Recorded data
┄┄┄┄┄┄

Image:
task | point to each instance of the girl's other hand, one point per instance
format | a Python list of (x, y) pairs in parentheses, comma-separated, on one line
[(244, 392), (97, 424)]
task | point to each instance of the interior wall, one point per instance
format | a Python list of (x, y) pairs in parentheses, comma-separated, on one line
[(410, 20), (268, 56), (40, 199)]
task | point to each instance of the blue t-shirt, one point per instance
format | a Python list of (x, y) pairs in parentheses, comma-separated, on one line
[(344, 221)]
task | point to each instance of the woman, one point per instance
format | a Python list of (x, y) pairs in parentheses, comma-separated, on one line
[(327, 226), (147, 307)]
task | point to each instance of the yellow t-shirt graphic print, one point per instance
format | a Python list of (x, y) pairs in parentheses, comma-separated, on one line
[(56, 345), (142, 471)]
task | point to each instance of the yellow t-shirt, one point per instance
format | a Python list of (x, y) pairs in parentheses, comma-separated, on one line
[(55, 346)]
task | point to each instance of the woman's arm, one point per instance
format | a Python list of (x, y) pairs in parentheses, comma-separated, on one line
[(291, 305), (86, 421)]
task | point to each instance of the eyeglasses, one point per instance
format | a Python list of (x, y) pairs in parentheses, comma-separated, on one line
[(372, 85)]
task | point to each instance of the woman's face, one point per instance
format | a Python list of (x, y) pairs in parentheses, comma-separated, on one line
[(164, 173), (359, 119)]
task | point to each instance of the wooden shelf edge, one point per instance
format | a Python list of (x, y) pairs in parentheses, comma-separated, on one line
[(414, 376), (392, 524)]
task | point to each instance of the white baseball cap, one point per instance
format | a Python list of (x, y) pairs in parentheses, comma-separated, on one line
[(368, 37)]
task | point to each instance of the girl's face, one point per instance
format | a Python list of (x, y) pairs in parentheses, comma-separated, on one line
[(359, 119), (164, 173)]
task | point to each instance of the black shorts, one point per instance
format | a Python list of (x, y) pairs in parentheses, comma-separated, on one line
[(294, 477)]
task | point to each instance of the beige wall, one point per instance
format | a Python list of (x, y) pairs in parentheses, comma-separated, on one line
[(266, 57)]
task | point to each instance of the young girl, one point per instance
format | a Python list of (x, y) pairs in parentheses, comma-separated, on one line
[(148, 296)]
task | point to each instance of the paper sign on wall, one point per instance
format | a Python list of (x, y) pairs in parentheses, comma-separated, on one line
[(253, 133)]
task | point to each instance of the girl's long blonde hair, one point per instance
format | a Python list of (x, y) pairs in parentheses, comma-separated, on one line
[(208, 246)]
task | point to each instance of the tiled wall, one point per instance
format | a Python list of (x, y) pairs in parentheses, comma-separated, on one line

┄┄┄┄┄┄

§ ACTION ITEM
Which lines above hold the string "shirt"? Copy every one of them.

§ RESPONSE AREA
task | point to each instance of the blue t-shirt, one point per instance
task | point to each instance of the yellow t-shirt graphic print, one point per instance
task | point to each instance of the yellow t-shirt, one point per instance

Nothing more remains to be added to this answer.